» Your goal
Everything from the line with "Where can you see the black sock" through the final line below should be copied out exactly, and nothing else should appear.

» Records to process
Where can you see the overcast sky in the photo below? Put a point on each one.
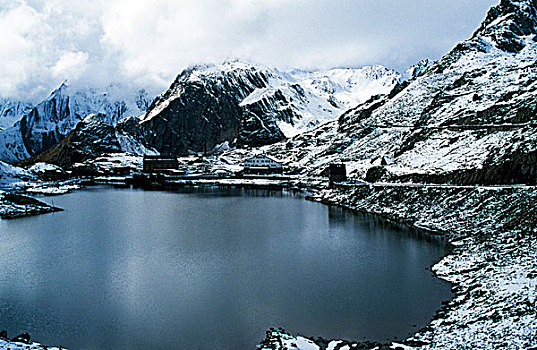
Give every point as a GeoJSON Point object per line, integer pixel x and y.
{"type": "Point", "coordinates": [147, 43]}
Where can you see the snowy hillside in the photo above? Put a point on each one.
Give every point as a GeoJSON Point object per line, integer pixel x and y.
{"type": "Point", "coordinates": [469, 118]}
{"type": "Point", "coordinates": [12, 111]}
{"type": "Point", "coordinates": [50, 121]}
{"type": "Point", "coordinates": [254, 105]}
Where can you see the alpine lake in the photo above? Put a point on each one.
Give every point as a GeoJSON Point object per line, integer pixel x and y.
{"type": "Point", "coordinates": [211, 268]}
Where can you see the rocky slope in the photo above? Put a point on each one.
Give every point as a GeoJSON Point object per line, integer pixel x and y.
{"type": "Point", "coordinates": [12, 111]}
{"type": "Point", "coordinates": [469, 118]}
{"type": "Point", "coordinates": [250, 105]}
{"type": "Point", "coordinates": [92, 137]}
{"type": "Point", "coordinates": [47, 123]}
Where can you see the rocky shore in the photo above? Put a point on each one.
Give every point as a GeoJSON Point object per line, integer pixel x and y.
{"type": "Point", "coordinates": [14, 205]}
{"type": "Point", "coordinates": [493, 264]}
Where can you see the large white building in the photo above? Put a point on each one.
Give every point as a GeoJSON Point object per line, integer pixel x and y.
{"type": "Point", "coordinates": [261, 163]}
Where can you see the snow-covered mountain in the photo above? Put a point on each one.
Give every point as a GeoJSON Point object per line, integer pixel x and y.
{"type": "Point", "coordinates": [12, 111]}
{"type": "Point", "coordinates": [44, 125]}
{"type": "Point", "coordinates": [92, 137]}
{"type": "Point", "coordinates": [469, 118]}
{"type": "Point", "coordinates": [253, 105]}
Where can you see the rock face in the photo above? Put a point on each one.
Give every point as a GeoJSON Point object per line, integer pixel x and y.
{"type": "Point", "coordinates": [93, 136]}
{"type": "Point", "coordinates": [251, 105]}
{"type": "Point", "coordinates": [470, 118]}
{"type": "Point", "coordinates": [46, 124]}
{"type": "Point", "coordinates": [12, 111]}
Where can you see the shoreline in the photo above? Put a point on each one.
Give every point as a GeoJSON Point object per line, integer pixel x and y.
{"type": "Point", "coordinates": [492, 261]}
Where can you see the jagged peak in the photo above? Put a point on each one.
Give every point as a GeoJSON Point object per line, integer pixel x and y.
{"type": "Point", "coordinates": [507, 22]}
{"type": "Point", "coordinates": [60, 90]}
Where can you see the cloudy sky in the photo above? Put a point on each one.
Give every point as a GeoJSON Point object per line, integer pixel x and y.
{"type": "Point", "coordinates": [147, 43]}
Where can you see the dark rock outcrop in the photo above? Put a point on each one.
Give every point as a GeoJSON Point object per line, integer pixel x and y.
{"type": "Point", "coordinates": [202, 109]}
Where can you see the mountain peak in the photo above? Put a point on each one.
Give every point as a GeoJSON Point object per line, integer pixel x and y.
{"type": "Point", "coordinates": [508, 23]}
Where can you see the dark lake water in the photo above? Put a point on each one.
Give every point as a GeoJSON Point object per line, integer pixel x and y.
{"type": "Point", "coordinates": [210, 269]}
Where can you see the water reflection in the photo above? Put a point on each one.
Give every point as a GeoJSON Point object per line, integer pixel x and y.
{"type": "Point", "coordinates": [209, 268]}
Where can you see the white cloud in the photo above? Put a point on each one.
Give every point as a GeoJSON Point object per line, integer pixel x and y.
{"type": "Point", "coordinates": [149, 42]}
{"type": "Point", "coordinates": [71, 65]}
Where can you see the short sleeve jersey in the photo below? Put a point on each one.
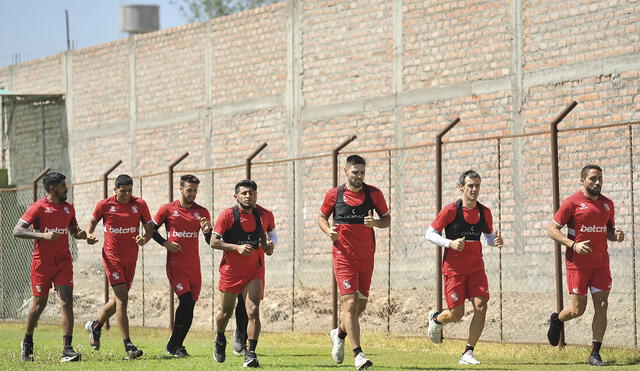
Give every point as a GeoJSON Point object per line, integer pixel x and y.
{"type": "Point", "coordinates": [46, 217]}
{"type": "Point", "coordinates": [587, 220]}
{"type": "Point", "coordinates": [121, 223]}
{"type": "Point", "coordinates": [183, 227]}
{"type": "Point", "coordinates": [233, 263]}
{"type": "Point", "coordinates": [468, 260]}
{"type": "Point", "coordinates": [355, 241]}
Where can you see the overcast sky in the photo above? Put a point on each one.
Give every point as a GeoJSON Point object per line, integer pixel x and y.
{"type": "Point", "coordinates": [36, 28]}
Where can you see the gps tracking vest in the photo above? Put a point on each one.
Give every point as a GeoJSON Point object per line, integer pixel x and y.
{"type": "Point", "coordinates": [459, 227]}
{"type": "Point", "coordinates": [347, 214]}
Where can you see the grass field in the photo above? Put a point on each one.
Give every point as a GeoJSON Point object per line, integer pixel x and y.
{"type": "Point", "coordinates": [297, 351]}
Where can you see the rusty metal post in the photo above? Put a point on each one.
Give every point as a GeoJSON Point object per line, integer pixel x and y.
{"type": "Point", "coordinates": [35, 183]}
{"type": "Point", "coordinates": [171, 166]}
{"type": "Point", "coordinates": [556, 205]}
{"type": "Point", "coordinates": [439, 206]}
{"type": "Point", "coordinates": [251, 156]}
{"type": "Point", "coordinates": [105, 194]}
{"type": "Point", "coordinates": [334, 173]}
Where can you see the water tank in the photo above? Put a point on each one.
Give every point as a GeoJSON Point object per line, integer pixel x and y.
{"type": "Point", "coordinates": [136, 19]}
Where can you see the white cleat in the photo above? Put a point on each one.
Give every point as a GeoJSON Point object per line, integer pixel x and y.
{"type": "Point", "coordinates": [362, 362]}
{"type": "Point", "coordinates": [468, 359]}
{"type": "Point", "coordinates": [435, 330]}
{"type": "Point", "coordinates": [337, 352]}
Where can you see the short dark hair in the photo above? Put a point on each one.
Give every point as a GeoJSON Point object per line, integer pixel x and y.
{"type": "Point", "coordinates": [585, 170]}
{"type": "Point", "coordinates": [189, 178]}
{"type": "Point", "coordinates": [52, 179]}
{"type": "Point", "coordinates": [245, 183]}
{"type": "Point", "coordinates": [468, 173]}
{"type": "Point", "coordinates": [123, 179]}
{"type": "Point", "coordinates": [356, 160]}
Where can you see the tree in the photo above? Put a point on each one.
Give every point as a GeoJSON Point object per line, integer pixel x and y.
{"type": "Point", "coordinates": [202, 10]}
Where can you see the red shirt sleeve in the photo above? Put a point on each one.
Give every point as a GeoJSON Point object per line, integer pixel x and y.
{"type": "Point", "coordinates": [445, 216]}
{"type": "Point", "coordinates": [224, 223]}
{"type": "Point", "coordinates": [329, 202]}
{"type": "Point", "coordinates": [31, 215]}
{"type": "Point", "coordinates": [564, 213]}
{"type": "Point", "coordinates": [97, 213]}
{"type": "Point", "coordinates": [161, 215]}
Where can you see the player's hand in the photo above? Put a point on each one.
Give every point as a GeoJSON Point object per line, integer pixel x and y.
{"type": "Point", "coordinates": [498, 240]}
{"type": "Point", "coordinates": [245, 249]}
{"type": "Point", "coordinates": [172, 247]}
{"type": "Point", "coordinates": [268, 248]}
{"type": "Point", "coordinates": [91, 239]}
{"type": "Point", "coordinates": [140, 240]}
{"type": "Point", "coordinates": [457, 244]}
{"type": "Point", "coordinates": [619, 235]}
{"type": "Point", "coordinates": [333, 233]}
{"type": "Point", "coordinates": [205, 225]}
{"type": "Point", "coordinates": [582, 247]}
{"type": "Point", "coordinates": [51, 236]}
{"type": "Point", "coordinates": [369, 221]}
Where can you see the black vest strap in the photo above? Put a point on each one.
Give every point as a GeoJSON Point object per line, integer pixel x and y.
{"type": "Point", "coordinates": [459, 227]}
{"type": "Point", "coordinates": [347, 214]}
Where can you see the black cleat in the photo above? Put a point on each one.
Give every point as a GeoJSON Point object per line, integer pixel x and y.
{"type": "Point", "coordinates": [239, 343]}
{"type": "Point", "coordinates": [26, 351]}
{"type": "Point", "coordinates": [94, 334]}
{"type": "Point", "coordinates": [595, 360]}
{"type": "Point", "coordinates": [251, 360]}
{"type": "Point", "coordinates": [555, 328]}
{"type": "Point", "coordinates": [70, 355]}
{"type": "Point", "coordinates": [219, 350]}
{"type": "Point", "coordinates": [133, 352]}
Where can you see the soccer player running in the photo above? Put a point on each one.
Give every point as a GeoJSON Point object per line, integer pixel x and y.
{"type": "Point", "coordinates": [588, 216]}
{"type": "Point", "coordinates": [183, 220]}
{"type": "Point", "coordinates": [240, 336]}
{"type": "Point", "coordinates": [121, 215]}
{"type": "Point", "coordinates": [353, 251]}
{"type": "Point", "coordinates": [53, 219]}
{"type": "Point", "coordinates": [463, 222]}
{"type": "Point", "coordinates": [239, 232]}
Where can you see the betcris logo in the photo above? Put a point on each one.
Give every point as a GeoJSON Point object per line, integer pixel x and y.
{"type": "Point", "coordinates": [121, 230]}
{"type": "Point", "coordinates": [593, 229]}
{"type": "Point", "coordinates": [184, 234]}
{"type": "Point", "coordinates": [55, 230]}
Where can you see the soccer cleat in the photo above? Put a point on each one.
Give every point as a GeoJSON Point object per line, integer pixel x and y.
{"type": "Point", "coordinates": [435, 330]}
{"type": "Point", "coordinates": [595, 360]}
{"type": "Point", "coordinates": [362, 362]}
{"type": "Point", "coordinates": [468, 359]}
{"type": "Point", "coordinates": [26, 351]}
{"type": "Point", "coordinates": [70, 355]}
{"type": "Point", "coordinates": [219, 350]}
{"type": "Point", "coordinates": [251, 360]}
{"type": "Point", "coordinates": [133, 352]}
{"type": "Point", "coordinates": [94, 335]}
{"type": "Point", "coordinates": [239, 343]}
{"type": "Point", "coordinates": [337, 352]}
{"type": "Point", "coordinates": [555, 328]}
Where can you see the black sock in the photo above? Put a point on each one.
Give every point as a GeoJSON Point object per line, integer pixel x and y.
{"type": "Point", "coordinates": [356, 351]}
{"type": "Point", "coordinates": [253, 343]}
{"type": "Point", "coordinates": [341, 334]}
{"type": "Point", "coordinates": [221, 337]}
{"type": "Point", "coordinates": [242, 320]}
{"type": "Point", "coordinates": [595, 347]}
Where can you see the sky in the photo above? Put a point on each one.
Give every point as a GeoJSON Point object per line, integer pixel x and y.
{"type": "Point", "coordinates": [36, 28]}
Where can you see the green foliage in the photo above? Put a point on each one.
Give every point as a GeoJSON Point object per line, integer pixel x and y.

» Result below
Where can you see the black sock in the photo above? Put a point on each one.
Give every point as a GeoJSON Point object per line, integer pixel x and y.
{"type": "Point", "coordinates": [356, 351]}
{"type": "Point", "coordinates": [253, 343]}
{"type": "Point", "coordinates": [341, 334]}
{"type": "Point", "coordinates": [221, 337]}
{"type": "Point", "coordinates": [242, 320]}
{"type": "Point", "coordinates": [595, 347]}
Where can you see the sky in the photo above? Put a point on each one.
Give every point as a GeoJSON Point object per line, integer pixel x and y.
{"type": "Point", "coordinates": [36, 28]}
Where can you see the green foliage in the photo above? Put a point on each one.
Give every point as a GeoJSON Point object per line, integer pixel x and y.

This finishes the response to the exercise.